- [练习 A]
请把记录中从含有“Put a marker on each instance of the white”的那一行起，一直到含有“[(1088, 541)]”的那一行为止（首尾两行都算在内）的各行放进一个 JSON 字符串列表，每行对应一个字符串，空行不计。

•••

日耳曼火种 小猪施魏因斯泰格是巴伐利亚人,他的足球风格继承了硬朗、强调力量的 德国传统。
新,是今天德先生的一个重要关键词。
今年夏天,拜仁以3000万欧元将戈麦斯收归帐下,创下了德甲转会费的纪录。
戈麦斯此前效力的斯图加特在过去几个赛季中是德甲青训系统的典范,他们推出了一批承载德国足球复苏希望的潜力球员。今年4月的一场德甲比赛,科隆主帅道姆派出了全外援首发阵容,创造了本队征战德甲的历史,而斯图加特的首发阵容中有多达8名德国本土球员,媒体将之称为“多元文化对抗德国足球”,戈麦斯上演帽子戏法,“德国足球”3比0完胜“多元文化”。
不过,“德国足球”并非纯正的日耳曼血统,戈麦斯的父亲是西班牙移民,母亲是德国人;他当时的队友、同样是德国足球希望所在的赫迪拉的父亲是突尼斯人,母亲是德国人;塔什彻的双亲都是土耳其人。就像赫迪拉所说:“我们是在一起长大的,马里奥(戈麦斯)年纪稍微大一点。我和塔什彻是从斯图加特少年队、青年队一起奋斗到职业队的。我们互相发过誓,一定要成为职业球员。现在梦想成为了现实。”
他们没有传统德国球员金发碧眼的特征,但他们同样在德国出生长大。和其他在德国国家队及德国各级青年队效力的移民混血球员一起,他们给德国足球带来了源于自己文化背景的东西,而德国足球也正因为这些迅速崛起的年轻一代在悄悄地发生改变。
“我平时想事情都是用两种语言,这对于生活和踢球都是件好事。因为你对事情有两种不同的思维和判断,也就有了更全面的理解。”塔什彻认为自己的“混血”身份是一种优势,而赫迪拉同样持这样的观点,“两种国籍的碰撞可以创造出新的东西来。我的感性是突尼斯的,理性是德国的。这不是每个人都有的东西。”对于自己是不是纯正的日耳曼人,戈麦斯并不感兴趣,“在足球上我认为自己是个德国人。在其他事情上一半一半吧。西班牙和德国差异非常大。而我会从这两者中吸取优点。”

•••

- [练习 B]
接着这篇讲德国足球移民混血新一代的文字往下续写。

[原始记录]
•••

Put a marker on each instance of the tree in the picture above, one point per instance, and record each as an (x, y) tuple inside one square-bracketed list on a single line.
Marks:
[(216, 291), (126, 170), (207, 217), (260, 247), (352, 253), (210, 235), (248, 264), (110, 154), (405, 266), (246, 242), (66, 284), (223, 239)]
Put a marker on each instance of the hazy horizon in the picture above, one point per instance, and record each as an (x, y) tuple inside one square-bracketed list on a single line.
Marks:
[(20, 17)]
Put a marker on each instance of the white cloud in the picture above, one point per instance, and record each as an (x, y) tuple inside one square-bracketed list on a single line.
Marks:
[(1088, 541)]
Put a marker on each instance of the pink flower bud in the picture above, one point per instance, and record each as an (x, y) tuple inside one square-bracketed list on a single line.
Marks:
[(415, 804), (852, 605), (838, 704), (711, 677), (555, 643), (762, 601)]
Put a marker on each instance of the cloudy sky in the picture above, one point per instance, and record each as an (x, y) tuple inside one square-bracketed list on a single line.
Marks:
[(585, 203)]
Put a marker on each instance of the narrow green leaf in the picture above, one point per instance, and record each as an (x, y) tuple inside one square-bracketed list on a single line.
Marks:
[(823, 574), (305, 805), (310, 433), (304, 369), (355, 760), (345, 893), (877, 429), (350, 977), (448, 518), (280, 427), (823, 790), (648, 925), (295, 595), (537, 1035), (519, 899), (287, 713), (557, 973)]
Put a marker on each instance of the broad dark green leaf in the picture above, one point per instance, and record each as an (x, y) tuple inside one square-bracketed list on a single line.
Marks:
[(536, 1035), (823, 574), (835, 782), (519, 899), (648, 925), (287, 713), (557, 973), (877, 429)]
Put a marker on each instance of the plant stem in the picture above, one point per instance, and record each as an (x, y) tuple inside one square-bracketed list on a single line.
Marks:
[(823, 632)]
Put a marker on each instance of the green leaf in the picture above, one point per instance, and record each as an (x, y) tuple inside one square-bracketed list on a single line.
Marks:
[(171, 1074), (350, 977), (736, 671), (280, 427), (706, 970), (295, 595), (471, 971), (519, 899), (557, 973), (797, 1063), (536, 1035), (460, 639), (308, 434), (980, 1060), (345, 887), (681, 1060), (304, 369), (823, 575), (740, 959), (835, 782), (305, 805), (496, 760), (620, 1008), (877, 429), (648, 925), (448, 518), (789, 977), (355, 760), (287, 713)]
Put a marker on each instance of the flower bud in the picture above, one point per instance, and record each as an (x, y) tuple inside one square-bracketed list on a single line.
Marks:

•••

- [练习结果 A]
[
  "Put a marker on each instance of the white cloud in the picture above, one point per instance, and record each as an (x, y) tuple inside one square-bracketed list on a single line.",
  "Marks:",
  "[(1088, 541)]"
]

- [练习结果 B]
移民往往是辛苦,他们的社会地位比较低,努力改善生活阶层的意志让这些移民的孩子更有冲劲。戈麦斯就说:“我从很多队友身上可以看到,他们比德国球员更努力,更想改善自己的经济状况。”他的家族祖父一代就来到了德国,而西班牙人的身份也让他们更容易融入当地。
赫迪拉的父亲20年前的冬天来到德国时,还穿着短袖衣服和短裤。这让他的儿子赫迪拉一直体会到:“在两个天分相似的球员中,更努力的那个肯定会胜出。”塔什彻的家庭情况与赫迪拉的相似,“所有人都知道我们来自哪里,所以必须要用努力来证明自己,也许我们的性格因此而变得比较坚强。” 塔什彻说。
以戈麦斯为代表的年轻一代,包括之前的克洛泽、波多尔斯基、博比奇、阿萨莫阿等人,完成了德国足球多元化的历程,就像戈麦斯所说:“法国、英格兰早就实现了球队的多元化,德国进入这样的阶段是迟早的事情。”
双重,让德先生拥有更多的取长补短的机会。
虽然有着西班牙血统,但戈麦斯出生在德国,从小在斯图加特长大,所以基本上是日耳曼文化熏陶的产物,他踢球的风格更具德意志强硬风范,而非伊比利亚半岛的技术柔情。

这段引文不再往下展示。